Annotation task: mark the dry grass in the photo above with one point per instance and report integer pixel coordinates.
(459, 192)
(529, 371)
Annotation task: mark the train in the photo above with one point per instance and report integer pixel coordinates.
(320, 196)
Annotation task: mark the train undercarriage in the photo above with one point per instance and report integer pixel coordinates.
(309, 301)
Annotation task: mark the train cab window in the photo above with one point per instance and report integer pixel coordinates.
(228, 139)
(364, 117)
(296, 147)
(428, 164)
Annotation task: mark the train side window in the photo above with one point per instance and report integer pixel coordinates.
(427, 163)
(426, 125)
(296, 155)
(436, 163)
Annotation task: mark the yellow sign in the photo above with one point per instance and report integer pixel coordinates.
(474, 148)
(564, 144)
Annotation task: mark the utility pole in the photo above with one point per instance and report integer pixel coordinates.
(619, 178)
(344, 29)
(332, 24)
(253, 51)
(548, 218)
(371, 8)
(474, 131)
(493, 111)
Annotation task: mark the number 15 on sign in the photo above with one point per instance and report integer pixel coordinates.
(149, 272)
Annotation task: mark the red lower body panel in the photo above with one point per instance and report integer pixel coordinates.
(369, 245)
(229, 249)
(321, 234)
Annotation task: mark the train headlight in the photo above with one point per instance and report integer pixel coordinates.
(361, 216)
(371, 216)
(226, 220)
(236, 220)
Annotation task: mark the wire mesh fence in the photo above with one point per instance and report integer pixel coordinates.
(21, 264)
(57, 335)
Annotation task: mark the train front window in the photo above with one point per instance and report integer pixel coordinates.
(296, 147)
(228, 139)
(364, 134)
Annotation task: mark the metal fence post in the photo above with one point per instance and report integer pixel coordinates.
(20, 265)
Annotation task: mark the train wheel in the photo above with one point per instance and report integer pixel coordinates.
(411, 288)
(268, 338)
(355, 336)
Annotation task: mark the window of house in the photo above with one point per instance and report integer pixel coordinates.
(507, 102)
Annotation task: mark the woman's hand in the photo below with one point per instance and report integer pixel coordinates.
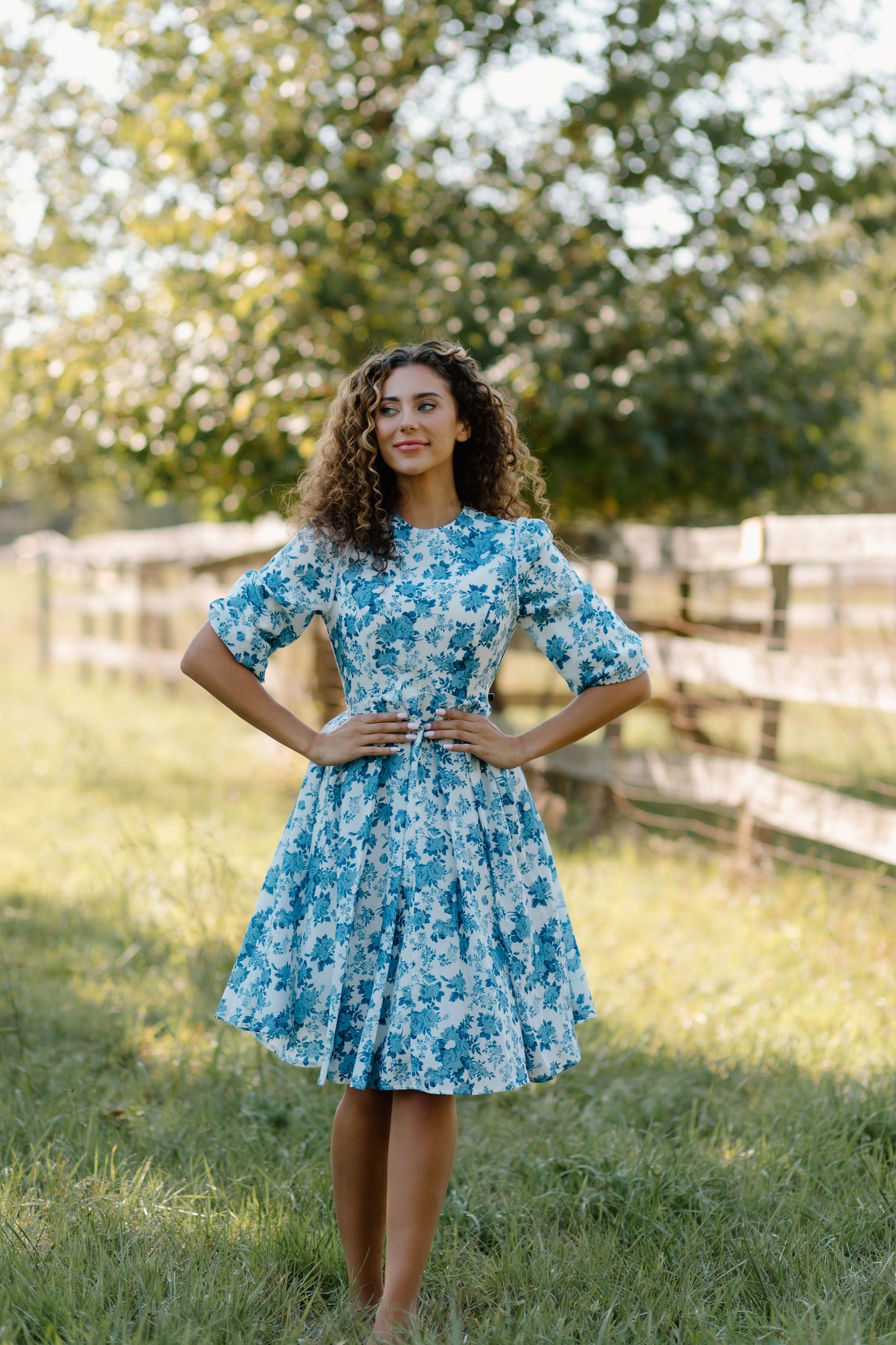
(474, 733)
(363, 735)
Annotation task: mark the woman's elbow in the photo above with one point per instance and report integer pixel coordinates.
(198, 653)
(189, 663)
(641, 689)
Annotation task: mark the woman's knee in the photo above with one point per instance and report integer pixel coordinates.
(373, 1105)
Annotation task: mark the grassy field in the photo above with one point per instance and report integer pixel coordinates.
(721, 1165)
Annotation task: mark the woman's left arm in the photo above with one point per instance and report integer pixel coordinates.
(590, 710)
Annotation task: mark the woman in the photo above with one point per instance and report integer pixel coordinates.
(412, 941)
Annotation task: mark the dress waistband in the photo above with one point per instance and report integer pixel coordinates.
(420, 707)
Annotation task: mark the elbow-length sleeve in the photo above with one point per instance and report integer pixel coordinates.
(270, 607)
(585, 639)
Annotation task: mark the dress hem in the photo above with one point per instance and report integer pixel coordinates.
(477, 1090)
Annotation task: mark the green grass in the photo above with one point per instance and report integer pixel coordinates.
(721, 1165)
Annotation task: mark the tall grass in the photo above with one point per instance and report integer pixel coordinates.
(721, 1165)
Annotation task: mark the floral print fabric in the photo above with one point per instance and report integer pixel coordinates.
(412, 931)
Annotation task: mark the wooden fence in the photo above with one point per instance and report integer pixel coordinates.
(742, 620)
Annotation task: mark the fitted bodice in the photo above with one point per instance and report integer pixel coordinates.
(432, 628)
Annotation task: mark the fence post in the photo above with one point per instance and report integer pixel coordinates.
(45, 647)
(768, 746)
(86, 620)
(117, 617)
(623, 607)
(683, 710)
(777, 641)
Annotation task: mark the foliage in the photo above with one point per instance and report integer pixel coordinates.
(277, 190)
(717, 1166)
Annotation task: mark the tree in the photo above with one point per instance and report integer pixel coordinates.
(254, 214)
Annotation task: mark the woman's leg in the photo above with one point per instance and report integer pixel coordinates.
(421, 1156)
(359, 1153)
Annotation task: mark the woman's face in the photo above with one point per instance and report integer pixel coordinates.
(417, 424)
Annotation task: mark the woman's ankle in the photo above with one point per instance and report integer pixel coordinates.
(366, 1295)
(394, 1321)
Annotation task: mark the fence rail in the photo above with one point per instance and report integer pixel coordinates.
(735, 657)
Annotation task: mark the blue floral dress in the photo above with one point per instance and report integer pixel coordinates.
(412, 931)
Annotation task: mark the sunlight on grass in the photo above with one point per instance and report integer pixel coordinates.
(719, 1166)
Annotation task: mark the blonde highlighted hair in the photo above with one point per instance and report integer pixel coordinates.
(350, 493)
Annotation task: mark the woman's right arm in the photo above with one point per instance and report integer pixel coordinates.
(210, 663)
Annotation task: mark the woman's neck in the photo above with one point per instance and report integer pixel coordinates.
(428, 501)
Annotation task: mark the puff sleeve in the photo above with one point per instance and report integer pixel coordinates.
(269, 609)
(561, 612)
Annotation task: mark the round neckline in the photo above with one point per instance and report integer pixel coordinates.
(442, 527)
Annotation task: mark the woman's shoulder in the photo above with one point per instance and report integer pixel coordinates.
(512, 530)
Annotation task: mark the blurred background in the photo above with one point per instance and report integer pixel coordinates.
(665, 228)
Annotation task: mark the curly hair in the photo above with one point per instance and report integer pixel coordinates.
(350, 493)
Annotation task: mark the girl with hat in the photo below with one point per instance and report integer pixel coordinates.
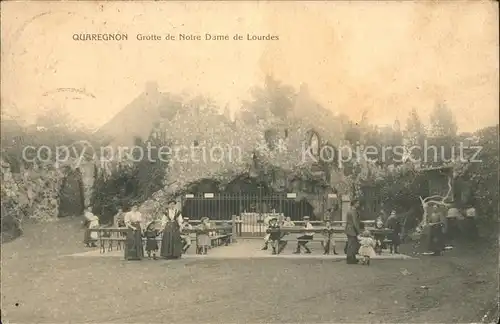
(151, 233)
(171, 244)
(203, 240)
(133, 247)
(186, 235)
(367, 245)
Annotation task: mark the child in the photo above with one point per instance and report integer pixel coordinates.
(366, 251)
(151, 233)
(274, 234)
(328, 242)
(186, 235)
(203, 240)
(91, 222)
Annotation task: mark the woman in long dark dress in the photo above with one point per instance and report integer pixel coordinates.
(394, 224)
(171, 244)
(133, 248)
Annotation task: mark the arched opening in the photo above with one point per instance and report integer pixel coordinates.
(71, 194)
(198, 208)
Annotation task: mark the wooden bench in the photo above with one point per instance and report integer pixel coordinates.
(319, 230)
(109, 236)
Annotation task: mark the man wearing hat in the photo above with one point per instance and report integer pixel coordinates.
(274, 233)
(304, 239)
(185, 235)
(171, 245)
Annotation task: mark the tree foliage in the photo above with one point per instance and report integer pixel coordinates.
(130, 184)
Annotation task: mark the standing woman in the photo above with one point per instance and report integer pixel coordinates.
(394, 223)
(171, 243)
(133, 248)
(352, 230)
(203, 240)
(91, 221)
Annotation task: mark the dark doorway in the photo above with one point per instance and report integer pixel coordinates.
(71, 194)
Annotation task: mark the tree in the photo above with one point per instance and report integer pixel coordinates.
(274, 99)
(415, 132)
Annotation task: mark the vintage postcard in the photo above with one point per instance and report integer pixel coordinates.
(249, 162)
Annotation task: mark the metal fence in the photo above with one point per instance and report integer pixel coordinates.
(251, 209)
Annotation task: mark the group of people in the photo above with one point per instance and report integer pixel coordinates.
(359, 241)
(174, 228)
(276, 237)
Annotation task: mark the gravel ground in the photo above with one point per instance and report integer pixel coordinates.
(38, 285)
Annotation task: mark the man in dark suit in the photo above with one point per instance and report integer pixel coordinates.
(352, 230)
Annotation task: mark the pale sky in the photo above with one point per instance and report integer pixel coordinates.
(386, 58)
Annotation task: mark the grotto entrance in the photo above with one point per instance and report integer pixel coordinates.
(71, 194)
(242, 196)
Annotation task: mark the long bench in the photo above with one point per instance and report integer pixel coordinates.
(319, 230)
(107, 236)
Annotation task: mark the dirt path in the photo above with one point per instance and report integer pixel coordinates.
(49, 288)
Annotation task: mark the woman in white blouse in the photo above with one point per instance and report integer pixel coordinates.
(133, 249)
(171, 244)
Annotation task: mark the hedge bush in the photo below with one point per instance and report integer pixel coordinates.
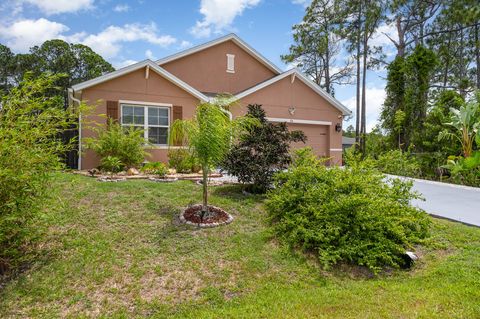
(397, 162)
(345, 215)
(261, 151)
(156, 168)
(182, 161)
(124, 143)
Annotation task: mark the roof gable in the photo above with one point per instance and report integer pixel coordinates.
(297, 74)
(230, 37)
(134, 67)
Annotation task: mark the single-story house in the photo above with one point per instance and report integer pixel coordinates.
(151, 95)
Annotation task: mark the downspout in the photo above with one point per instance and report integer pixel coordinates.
(72, 96)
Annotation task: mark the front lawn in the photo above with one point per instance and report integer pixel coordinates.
(117, 250)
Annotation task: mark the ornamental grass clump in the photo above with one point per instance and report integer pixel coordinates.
(31, 123)
(347, 215)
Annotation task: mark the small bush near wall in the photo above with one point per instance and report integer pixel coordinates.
(397, 162)
(156, 168)
(182, 161)
(261, 151)
(345, 215)
(127, 144)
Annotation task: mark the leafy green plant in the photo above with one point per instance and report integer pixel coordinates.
(397, 162)
(465, 170)
(156, 168)
(125, 143)
(466, 122)
(208, 136)
(111, 164)
(261, 151)
(30, 122)
(345, 215)
(182, 161)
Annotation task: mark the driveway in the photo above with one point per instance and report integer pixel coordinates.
(460, 203)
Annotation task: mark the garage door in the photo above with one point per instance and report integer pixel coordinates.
(317, 137)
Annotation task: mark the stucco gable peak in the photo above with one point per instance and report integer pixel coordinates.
(229, 37)
(297, 74)
(150, 66)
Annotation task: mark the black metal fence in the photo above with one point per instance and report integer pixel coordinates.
(70, 136)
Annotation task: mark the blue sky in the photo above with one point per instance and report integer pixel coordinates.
(124, 32)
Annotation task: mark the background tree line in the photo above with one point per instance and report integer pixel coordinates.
(437, 51)
(433, 75)
(76, 61)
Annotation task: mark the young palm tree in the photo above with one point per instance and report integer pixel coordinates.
(209, 135)
(466, 122)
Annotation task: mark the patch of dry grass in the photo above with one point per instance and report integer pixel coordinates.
(118, 250)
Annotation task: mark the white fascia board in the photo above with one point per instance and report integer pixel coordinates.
(153, 66)
(225, 38)
(304, 79)
(297, 121)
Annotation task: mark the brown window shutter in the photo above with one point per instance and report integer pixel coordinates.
(177, 114)
(112, 110)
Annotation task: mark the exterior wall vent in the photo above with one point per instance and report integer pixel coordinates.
(230, 63)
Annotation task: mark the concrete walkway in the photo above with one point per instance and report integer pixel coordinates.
(455, 202)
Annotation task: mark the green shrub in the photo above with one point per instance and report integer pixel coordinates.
(345, 215)
(261, 151)
(464, 170)
(156, 168)
(182, 161)
(30, 122)
(397, 162)
(125, 143)
(111, 164)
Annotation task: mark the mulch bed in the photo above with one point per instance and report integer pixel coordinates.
(191, 216)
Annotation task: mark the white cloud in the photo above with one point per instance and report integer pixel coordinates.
(122, 64)
(121, 8)
(61, 6)
(379, 38)
(375, 97)
(219, 15)
(149, 55)
(185, 44)
(108, 42)
(23, 34)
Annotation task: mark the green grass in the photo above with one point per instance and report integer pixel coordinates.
(117, 250)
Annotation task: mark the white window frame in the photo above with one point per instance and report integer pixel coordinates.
(230, 63)
(145, 125)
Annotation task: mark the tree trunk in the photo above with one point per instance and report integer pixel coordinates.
(364, 82)
(401, 38)
(357, 127)
(477, 54)
(327, 67)
(447, 62)
(205, 191)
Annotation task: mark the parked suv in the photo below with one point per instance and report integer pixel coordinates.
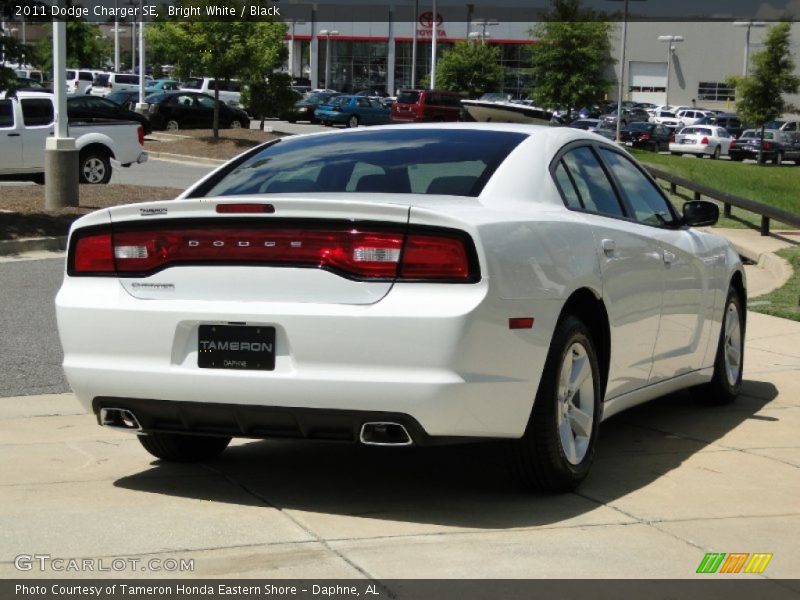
(78, 82)
(106, 83)
(230, 92)
(426, 105)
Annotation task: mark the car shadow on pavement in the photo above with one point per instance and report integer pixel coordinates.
(467, 486)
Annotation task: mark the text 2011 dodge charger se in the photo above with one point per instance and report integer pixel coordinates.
(402, 285)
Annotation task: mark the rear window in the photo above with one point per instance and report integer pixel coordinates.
(36, 111)
(453, 162)
(408, 97)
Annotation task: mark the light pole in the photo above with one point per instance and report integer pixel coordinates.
(327, 34)
(748, 25)
(414, 45)
(60, 154)
(291, 44)
(670, 40)
(435, 26)
(141, 107)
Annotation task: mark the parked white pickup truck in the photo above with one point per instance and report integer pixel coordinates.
(26, 121)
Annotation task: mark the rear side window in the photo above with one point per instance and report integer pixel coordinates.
(594, 189)
(36, 111)
(408, 97)
(649, 206)
(6, 114)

===============

Pass over all pictures while writing out the lines from the line with "Annotation task: mark the white window" through the last line exactly.

Annotation task: mark the white window frame in the photo above with one point per instance and report integer pixel coordinates.
(230, 63)
(145, 125)
Annotation task: mark the tree trunk in the photo above with one point per instance and report integer pixel coordinates.
(364, 82)
(401, 38)
(357, 127)
(477, 54)
(327, 67)
(447, 62)
(205, 191)
Annotation task: mark the parked suv in the photo below with one point per instance and report integer pixel coordinates.
(78, 82)
(106, 83)
(230, 92)
(426, 105)
Annotation task: mark the car shadow on pavement in the photo above with one point per instance and report integer pixel coordinates.
(467, 486)
Annotation task: mark the text 2011 dodge charger se in the photo above with one point per instance and report integer pixel coordinates.
(402, 285)
Annotation task: mark the rear window in the photo above with one point per instance and report integer pixel coordinates.
(36, 111)
(453, 162)
(408, 97)
Annotation task: mark the light pole in the photo above with one point per instance and report integer pixel coordinates.
(327, 34)
(748, 25)
(414, 45)
(60, 154)
(291, 44)
(670, 40)
(435, 26)
(141, 107)
Annotation task: mark the parked white pickup truck in the photo above with one point per instance and report integer pixel coordinates.
(26, 121)
Annotation task: mark the rear side window in the photo above with one point per instance and report integer pixel coordinates.
(594, 189)
(36, 111)
(408, 97)
(649, 206)
(6, 114)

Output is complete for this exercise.